WRITTEN PROBLEM
Rewrite the rows below with "pin" changed to "marker" everywhere and nothing else altered, and omit the pictures from your answer.

TASK INPUTS
-*-
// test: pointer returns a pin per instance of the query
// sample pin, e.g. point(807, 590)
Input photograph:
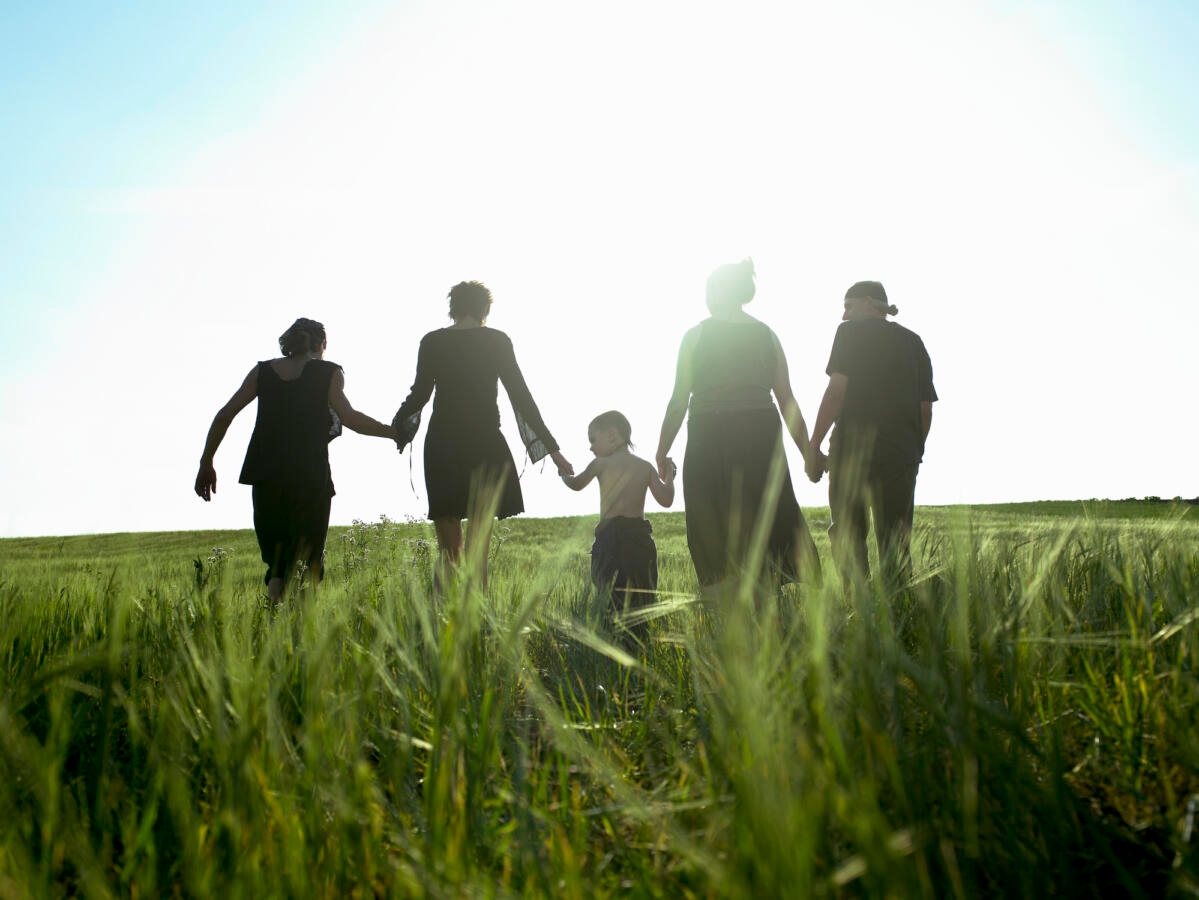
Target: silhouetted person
point(469, 472)
point(301, 406)
point(624, 556)
point(880, 397)
point(728, 367)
-*-
WRITTEN ANSWER
// test: pointer returns a marker per instance of the query
// sample marker, e.g. point(807, 590)
Input photograph:
Target: silhouetted person
point(469, 472)
point(301, 406)
point(624, 556)
point(880, 397)
point(728, 367)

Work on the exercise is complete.